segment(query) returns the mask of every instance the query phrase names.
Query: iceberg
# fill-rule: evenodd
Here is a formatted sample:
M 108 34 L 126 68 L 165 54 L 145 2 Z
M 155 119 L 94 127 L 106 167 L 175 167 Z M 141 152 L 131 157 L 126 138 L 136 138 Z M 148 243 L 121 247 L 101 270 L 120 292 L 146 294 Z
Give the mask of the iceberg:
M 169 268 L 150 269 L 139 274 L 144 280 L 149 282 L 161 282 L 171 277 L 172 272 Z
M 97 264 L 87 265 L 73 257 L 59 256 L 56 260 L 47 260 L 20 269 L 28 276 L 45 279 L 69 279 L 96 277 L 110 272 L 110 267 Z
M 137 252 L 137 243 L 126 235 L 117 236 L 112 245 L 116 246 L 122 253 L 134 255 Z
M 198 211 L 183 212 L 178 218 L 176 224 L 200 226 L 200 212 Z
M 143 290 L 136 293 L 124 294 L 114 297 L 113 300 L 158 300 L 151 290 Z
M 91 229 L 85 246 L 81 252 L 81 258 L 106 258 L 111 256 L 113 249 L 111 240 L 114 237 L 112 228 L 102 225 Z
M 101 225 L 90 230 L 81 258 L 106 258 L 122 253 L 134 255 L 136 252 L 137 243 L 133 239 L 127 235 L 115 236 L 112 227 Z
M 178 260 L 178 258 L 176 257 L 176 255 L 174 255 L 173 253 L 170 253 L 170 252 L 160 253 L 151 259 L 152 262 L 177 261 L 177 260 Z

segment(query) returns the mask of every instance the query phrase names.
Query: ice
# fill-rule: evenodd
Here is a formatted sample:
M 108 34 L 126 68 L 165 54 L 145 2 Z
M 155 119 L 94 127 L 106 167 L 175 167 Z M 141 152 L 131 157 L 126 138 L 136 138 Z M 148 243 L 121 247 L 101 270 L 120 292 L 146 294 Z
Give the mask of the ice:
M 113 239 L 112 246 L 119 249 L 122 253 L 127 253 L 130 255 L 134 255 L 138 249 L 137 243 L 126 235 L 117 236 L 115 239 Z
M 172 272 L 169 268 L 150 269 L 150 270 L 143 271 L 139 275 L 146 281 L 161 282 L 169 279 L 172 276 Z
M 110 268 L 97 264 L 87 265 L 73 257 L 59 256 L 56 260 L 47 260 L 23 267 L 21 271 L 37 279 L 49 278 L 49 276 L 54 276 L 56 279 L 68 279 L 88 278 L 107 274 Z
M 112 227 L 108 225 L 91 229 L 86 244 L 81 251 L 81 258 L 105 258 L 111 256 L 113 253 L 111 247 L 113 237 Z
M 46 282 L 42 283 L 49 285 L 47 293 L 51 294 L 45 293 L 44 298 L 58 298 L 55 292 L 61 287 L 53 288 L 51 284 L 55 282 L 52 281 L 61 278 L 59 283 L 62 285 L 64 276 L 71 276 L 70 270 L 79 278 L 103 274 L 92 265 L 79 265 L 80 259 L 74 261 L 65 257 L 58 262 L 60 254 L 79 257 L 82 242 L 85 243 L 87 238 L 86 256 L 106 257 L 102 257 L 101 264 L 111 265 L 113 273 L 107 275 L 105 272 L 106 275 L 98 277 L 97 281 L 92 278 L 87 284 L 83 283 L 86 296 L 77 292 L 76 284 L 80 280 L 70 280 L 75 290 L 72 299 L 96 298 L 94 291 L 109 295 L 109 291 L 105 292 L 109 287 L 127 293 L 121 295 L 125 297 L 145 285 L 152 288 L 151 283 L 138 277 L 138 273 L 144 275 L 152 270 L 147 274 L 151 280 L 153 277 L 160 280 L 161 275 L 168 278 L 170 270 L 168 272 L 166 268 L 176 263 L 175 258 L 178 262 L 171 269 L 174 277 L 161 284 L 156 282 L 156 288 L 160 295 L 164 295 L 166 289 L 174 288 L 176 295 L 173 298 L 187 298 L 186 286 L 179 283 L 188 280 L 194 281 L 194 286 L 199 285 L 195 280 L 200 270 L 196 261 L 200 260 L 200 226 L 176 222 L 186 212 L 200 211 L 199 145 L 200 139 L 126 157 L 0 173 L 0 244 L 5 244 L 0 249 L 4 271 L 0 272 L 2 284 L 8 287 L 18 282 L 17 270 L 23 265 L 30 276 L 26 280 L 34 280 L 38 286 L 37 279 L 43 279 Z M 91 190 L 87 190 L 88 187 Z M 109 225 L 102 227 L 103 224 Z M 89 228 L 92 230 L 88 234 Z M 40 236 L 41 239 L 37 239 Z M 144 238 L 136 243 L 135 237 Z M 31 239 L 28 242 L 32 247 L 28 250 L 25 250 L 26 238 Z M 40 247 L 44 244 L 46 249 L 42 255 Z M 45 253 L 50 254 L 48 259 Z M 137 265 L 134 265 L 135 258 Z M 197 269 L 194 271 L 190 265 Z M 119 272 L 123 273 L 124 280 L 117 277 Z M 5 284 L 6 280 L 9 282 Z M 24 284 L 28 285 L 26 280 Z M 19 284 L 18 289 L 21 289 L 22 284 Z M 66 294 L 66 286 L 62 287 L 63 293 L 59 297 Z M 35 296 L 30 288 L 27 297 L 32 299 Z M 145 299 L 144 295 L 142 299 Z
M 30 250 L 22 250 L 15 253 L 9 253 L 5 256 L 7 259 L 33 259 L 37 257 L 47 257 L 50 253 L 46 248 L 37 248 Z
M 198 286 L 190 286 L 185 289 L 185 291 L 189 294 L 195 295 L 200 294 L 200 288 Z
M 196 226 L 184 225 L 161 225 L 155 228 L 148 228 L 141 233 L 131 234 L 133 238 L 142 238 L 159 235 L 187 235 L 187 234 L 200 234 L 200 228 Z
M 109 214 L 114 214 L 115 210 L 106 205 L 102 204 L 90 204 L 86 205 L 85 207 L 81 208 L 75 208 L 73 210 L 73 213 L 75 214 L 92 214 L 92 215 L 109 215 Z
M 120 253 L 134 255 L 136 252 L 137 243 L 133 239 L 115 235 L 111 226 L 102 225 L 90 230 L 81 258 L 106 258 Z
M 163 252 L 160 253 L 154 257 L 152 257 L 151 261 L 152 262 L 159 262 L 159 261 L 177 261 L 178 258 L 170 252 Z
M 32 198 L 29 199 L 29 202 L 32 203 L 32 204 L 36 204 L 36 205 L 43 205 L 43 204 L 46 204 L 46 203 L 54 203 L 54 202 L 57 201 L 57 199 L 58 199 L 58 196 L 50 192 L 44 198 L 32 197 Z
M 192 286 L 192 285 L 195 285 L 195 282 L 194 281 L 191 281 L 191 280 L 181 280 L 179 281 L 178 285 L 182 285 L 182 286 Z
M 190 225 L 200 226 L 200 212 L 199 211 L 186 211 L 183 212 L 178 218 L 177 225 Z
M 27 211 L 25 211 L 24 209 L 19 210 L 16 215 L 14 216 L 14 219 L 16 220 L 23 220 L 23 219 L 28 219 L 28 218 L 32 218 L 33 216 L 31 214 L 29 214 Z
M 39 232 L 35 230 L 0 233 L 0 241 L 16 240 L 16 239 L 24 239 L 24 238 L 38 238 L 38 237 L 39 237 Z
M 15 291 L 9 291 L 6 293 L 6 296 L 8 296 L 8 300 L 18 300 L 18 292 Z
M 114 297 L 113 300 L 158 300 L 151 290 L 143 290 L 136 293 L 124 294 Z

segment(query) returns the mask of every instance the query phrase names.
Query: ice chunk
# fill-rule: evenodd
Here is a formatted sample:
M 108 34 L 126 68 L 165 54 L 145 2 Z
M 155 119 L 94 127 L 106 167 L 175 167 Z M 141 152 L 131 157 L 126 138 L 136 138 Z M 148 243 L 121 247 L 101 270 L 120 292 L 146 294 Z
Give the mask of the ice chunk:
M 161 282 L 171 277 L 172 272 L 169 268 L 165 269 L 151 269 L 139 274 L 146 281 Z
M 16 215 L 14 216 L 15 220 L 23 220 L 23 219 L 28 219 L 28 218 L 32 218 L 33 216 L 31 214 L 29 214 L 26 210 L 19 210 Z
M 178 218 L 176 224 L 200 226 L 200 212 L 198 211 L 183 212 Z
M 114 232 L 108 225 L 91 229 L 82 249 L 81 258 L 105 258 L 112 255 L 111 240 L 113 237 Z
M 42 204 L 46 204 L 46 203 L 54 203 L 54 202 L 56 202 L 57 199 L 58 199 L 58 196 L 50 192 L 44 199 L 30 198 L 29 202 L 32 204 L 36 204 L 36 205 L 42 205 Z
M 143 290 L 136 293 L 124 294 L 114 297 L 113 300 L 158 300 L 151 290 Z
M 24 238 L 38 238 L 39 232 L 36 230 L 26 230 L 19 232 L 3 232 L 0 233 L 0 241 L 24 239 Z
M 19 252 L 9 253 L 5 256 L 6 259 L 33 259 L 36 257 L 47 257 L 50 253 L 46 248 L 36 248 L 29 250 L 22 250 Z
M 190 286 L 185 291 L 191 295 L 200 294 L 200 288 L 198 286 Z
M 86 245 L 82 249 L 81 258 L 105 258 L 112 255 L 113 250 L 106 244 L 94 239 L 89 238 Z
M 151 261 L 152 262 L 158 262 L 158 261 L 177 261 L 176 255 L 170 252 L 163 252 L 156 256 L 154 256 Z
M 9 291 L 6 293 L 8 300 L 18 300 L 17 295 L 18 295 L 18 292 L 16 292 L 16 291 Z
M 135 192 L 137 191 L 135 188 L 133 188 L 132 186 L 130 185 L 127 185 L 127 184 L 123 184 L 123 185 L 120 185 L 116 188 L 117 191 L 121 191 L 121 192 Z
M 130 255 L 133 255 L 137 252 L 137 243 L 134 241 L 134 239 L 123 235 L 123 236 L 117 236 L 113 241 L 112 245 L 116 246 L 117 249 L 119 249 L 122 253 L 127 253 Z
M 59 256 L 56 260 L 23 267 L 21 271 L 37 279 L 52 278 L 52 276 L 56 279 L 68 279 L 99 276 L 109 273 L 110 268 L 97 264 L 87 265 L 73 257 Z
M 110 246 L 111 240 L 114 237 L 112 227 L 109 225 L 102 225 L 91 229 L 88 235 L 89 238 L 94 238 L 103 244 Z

» Short problem
Copy out the records word for word, from the start of the records up to and including the line with "M 178 260 L".

» Worked answer
segment(query) returns the mask of every instance the query phrase names.
Query: iceberg
# fill-rule: evenodd
Here is a formatted sample:
M 108 34 L 126 68 L 165 54 L 145 2 Z
M 155 119 L 94 127 L 106 167 L 175 167 Z M 141 152 L 131 157 L 126 138 L 136 138 Z M 148 243 L 121 247 L 101 270 L 120 292 L 146 294 Z
Give the mask of the iceberg:
M 169 268 L 150 269 L 139 274 L 144 280 L 149 282 L 161 282 L 171 277 L 172 272 Z
M 97 264 L 87 265 L 73 257 L 59 256 L 56 260 L 47 260 L 20 269 L 28 276 L 45 279 L 69 279 L 96 277 L 110 272 L 110 267 Z
M 137 252 L 137 243 L 126 235 L 117 236 L 112 245 L 116 246 L 122 253 L 134 255 Z
M 198 211 L 183 212 L 178 218 L 176 224 L 200 226 L 200 212 Z
M 143 290 L 136 293 L 124 294 L 114 297 L 113 300 L 158 300 L 151 290 Z
M 91 229 L 85 246 L 81 252 L 81 258 L 106 258 L 111 256 L 113 249 L 111 240 L 114 237 L 112 228 L 102 225 Z
M 101 225 L 90 230 L 81 258 L 106 258 L 122 253 L 134 255 L 136 252 L 137 243 L 133 239 L 127 235 L 115 236 L 112 227 Z
M 178 260 L 178 258 L 176 257 L 176 255 L 174 255 L 173 253 L 170 253 L 170 252 L 160 253 L 151 259 L 152 262 L 177 261 L 177 260 Z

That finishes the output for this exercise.